## Activity 1
From the Standard Deluxe article below, copy the text from "Peek began using" up to and including "in visual design.".
## Activity 2
Answer these questions using the Standard Deluxe article below.
(a) In what year did Scott Peek graduate from Auburn University, and in what field was his degree?
(b) In what year did the Alabama Department of Transportation reroute U.S. Highway 280 south of Waverly?
(c) Who headlined the 2013 Waverly Boogie?

## Given passage
******************************

Standard Deluxe Inc. is a design and silkscreen print shop located in Waverly, Alabama, United States. Standard Deluxe sponsors a live music festival each Spring and Fall called the Waverly "Old 280" Boogie, among many other events throughout the year.

== Overview ==
Standard Deluxe is a design studio, silkscreen print shop and gallery/retail store based in the small town of Waverly, Alabama (population 145) in East Alabama. Scott Peek is the Owner/ President.

Peek began using the silkscreen while still in high school. He worked at print shops throughout junior college, and then at Auburn University, where he graduated in 1987 with a degree in visual design.

The company specializes in screen-printed T-shirts and posters and creates promotional materials for bands and music and cultural events, including the annual Waverly Boogies. Standard Deluxe also creates hand-printed wedding invitations, handbills, display signage and archival serigraph art prints.

=== Waverly Boogie ===

Each year Standard Deluxe hosts a spring music festival "The 280 Boogie," which has been held for 15 years Recently the venue added a fall festival as well – Waverly Fall Boogie. The festival has hosted original artists that range from Jason Isbell to The Civil Wars. The event is family-friendly and includes music and regional art vendors and Food Vendors.

==== History ====
In 2000, the Alabama Department of Transportation rerouted U.S. Highway 280 south of the town of Waverly instead of routing the highway through town. If the State of Alabama had gone ahead with its original plan, the town of Waverly would have ceased to exist.

To celebrate saving the town, residents in 2001 decided to hold an annual "Waverly Boogie" (or "Old 280 Boogie"), a multi-cultural festival typically held on the third Saturday in April to exhibit a wide variety of musicians and visual artists. The event is held on the grounds of Standard Deluxe Studios.

- The 2012 Waverly Boogie featured sets from Centro-Matic, Hurray for the Riff Raff and The Pine Hill Haints among others
- The 2013 Waverly Boogie was held on April 20, 2013, and featured headliner Charles Bradley & His Extraordinaires among others
- The 2014 event was held on April 19, 2014, and featured Junior Brown, Lydia Loveless, The Pine Hill Haints, Rayland Baxter, Have Gun, Will Travel, Shivering Timbers, and Belle Adair; a Fall Boogie was held September 13, 2014

Additionally, in 2014, Standard Deluxe hosted its first annual Heart of Waverly Bluegrass Festival. Performers included Larry Keel & Natural Bridge, Packway Handle Band, Dread Clampitt, Dead Winter Carpenters, Dooley's Blue Revue and Blackbird Pickers.

******************************

## Material shown
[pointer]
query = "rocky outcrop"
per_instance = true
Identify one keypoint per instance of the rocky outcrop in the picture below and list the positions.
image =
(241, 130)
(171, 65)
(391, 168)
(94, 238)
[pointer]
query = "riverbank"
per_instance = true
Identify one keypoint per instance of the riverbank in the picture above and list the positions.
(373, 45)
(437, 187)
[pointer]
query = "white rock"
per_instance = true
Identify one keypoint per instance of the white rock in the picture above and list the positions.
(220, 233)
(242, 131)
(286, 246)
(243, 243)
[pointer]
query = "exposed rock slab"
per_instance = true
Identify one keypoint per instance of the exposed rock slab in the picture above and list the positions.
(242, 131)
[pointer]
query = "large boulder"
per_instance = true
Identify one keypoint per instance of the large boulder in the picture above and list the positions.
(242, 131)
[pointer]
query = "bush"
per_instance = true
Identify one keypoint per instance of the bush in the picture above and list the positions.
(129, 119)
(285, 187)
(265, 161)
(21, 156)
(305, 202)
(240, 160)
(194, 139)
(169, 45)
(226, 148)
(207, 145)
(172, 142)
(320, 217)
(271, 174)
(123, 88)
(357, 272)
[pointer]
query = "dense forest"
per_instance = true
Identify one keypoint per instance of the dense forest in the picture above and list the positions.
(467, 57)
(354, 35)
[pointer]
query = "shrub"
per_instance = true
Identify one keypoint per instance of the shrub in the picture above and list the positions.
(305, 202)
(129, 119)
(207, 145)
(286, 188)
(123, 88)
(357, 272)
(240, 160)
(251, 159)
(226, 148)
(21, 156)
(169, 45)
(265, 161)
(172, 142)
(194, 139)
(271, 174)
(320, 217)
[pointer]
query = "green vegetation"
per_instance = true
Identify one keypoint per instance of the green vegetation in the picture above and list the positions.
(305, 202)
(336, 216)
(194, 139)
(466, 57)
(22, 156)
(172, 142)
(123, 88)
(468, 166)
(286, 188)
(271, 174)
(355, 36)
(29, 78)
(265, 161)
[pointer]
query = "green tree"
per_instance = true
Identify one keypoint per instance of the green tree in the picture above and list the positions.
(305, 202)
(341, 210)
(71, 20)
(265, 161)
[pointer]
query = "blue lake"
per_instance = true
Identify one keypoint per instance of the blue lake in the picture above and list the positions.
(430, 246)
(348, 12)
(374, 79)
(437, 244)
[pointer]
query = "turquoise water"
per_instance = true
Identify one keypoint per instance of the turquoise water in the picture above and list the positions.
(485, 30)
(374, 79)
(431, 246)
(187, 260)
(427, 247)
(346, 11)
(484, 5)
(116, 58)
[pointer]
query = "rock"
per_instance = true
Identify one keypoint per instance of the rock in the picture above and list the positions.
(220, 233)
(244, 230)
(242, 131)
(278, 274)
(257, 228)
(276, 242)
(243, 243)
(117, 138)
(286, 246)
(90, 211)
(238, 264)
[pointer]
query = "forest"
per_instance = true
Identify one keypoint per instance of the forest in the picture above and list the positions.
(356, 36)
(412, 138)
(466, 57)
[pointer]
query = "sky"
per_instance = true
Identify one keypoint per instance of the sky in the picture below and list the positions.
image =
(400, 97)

******************************

## Result 1
Peek began using the silkscreen while still in high school. He worked at print shops throughout junior college, and then at Auburn University, where he graduated in 1987 with a degree in visual design.

## Result 2
(a) 1987, with a degree in visual design
(b) 2000
(c) Charles Bradley & His Extraordinaires